[Region pointing data]
◆ ◆ ◆
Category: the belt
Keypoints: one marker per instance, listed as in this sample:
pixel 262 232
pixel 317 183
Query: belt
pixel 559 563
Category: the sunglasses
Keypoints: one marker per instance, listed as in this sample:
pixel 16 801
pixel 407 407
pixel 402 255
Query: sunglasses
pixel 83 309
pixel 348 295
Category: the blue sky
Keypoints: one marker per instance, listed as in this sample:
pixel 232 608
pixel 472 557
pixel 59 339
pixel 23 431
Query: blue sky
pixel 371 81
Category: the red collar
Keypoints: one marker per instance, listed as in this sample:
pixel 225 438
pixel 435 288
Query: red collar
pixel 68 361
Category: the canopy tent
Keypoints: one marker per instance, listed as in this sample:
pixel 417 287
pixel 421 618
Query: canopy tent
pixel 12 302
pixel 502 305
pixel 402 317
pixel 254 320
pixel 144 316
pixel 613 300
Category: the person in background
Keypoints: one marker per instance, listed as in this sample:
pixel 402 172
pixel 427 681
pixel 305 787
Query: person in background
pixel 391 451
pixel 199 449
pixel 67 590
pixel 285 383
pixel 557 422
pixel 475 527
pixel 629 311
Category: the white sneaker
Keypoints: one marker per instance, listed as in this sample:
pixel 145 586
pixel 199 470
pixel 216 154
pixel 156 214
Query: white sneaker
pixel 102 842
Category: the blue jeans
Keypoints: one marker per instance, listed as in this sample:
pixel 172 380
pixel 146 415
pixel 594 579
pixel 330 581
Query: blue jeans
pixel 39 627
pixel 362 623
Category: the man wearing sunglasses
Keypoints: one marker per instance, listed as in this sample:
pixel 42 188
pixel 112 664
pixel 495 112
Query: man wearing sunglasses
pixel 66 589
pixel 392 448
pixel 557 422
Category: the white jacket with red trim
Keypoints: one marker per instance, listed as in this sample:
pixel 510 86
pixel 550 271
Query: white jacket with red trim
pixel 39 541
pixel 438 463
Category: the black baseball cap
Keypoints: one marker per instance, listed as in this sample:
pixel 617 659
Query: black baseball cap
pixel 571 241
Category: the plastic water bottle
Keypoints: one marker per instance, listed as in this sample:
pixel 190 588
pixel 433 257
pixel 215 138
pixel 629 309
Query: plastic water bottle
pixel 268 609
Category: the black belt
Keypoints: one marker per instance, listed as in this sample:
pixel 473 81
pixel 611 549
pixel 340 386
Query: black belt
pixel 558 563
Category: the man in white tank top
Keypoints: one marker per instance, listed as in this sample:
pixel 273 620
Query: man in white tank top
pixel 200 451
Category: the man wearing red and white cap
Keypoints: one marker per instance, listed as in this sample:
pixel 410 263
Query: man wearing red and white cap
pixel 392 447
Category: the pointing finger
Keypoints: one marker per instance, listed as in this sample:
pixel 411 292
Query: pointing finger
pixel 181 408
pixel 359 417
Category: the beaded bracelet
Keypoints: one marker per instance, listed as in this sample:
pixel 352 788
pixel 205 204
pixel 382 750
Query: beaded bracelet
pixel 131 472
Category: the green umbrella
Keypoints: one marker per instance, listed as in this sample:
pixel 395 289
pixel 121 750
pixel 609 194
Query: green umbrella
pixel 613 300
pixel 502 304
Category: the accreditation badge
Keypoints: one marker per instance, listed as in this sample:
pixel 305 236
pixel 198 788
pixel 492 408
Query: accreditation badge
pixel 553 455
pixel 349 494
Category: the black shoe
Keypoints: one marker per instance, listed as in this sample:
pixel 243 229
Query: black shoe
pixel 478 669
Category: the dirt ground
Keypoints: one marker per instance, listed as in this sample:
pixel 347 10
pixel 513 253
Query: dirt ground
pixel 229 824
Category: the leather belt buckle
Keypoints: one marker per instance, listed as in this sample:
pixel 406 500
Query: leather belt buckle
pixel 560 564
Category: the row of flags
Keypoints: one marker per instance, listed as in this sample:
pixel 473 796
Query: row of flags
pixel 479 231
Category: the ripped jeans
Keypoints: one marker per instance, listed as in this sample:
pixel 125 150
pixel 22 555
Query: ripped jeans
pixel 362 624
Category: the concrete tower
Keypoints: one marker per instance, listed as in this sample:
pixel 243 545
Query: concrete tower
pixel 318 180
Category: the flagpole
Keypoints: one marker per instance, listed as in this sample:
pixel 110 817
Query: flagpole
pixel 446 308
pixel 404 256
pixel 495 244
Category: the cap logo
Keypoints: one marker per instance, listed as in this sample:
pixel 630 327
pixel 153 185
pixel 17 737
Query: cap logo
◆ ◆ ◆
*Task details*. Taking the records from the top, repeat each line exactly until you have repeated the line that contains "pixel 421 618".

*Task solution*.
Category: the belt
Keypoints: one marker per instance, listed as in this sample:
pixel 262 232
pixel 317 183
Query: belt
pixel 559 563
Category: the sunglasses
Keypoints: one marker per instance, listed as in this sample:
pixel 16 801
pixel 407 407
pixel 402 255
Query: sunglasses
pixel 83 309
pixel 348 295
Category: the blue sky
Keypoints: one marker per instance, listed as in this sample:
pixel 232 608
pixel 472 557
pixel 59 339
pixel 23 431
Query: blue sky
pixel 371 81
Category: the red collar
Keypoints: one marker per instance, listed as in this sample:
pixel 225 438
pixel 435 288
Query: red collar
pixel 68 361
Category: the canopy tent
Keypoints: one marker per instance, listed as in this sample:
pixel 417 287
pixel 421 618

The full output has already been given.